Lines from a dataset
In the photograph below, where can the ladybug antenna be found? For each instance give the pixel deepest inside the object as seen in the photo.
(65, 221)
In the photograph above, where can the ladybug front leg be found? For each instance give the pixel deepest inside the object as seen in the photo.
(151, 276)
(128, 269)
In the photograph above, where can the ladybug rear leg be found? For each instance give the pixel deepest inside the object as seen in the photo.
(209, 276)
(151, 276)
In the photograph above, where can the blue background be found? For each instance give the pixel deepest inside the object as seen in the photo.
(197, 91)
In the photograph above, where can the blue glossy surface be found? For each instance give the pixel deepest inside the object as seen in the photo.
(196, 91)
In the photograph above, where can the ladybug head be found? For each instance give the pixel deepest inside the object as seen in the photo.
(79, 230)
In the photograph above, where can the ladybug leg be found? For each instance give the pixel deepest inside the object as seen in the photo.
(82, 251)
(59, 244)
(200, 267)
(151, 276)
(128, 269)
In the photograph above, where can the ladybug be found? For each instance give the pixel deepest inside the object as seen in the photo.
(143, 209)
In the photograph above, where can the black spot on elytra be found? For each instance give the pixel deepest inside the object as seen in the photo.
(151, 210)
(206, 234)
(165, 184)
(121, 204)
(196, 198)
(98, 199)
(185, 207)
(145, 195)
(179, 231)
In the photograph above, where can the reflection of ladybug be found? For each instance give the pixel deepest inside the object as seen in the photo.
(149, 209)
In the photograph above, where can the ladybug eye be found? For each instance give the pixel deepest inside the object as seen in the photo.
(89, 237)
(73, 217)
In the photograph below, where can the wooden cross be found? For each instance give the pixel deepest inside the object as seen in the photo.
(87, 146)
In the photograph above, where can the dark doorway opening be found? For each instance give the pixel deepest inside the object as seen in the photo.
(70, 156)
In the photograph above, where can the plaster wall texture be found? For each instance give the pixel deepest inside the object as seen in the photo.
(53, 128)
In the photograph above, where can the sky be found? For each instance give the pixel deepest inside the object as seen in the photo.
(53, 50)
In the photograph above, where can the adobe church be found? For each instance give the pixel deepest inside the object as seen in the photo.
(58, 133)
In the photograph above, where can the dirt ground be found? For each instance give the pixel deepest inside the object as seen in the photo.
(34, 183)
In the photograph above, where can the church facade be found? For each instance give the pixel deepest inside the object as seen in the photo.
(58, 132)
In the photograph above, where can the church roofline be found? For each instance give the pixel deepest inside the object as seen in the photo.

## Goal
Reproduce, character for character, the lines beginning with the one that contains "In the photograph above, where can the ladybug eye" and continuing through the last line of the records.

## Answer in full
In the photograph above, where can the ladybug eye be found? For each instance give the pixel deepest inside the object as seen in the photo.
(89, 237)
(73, 217)
In the photograph below, where can the wooden cross be found? For each instance give the pixel deepest inside the object as seen in the photo.
(87, 146)
In the photograph above, where can the dark doorway opening be found? For each instance give the pixel deepest inside the object as seen in the photo.
(70, 156)
In the photograph above, where can the plaster wall texture be found? For each instance give the pixel deepest inside the object as seen in the photo.
(53, 128)
In the photograph above, where can the sky be found? For each instance give the pixel deepest inside the object as seen in the photo.
(53, 50)
In the photograph above, where can the adobe church be found? For each instance give the pixel deepest inside the object as seen in the photo.
(58, 133)
In the photograph above, where can the dirt ground be found? For each instance give the pixel deepest inside the object as seen in the photo.
(34, 183)
In the photograph above, where can the church facade be found? For each instance give the pixel deepest inside the object as seen in the photo.
(58, 132)
In the photograph above, where can the church roofline be found? For each instance give the pixel deepest inside the object as seen in the photo.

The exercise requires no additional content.